(Provided passage):
If the children's film "Monsters, Inc." were a horror movie, it would have been called "Boogeyman." Unlike this film, it remained a tale for children and visited the land of blockbuster success.

In "Boogeyman," it's a grown man who is afraid of his closet. Maybe you would be too if you witnessed your father sucked into the place that was supposed to house shirts and pants - not demons. The fact remains that if you were afraid of your closet, no one would think it was a good idea to make a movie about it. No one except for director Stephen T. Kay, that is.

The closet-fearing Tim ("7th Heaven's" Barry Watson) spends the first half of the film avoiding doors of any kind, but when he is forced to visit his girlfriend's parent's home, he must face new doors. Sound like a scary new twist? Right. Tim is visited by his mother in a dream or vision, we never really know, but it doesn't really matter as it has nothing to do with the plot. He goes to visit her, and she is dead. Tim decides to spend one night in his old house. A little girl comes to his mother's funeral and follows him around. She leaves her pack behind, which Tim finds to be full of missing persons photos. We discover that these are all children the "Boogeyman" has taken, and they appear around Tim as though he could save them. He can't.

When Tim discovers that the little girl was also taken by the "Boogeyman," she tells him that he must face it in the place where this all started—his childhood bedroom. When he finds that the closets are portals to other places in his life (I think), he sees his girlfriend and uncle battling with the demonic force. They seem to lose the battle, but we never see them again, so who knows. When Tim smashes his childhood toys the "Boogeyman" explodes, and Tim hits him with a baseball bat.

The film offers no answers to support its perplexing plot. Why can't Tim's father just come back to help him? Why does destroying toys kill the "Boogeyman"? Why did I go see this movie? Just when you think that this is all in Tim's head, that he is the "Boogeyman" and has killed all his family and friends, you learn that a bad CGI monster actually does live in Tim's closets. Luckily, all he had to do to kill it was hit it with a baseball bat. I wish I had thought to do that to myself before paying to see this film.

(Data shown):
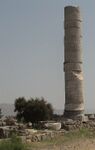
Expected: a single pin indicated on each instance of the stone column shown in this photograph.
(74, 99)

(What this exercise asks):
A – Write out the part of the Boogeyman review starting with "When Tim discovers" and going on through "him with a baseball bat.", word for word.
B – In one to three sentences, explain why the Boogeyman review says it doesn't matter whether Tim's mother visits him in a dream or a vision.
You won't need the lines for anything here.

(Exercise results):
A –
When Tim discovers that the little girl was also taken by the "Boogeyman," she tells him that he must face it in the place where this all started—his childhood bedroom. When he finds that the closets are portals to other places in his life (I think), he sees his girlfriend and uncle battling with the demonic force. They seem to lose the battle, but we never see them again, so who knows. When Tim smashes his childhood toys the "Boogeyman" explodes, and Tim hits him with a baseball bat.

B – The review says the distinction doesn't matter because the visit has nothing to do with the plot.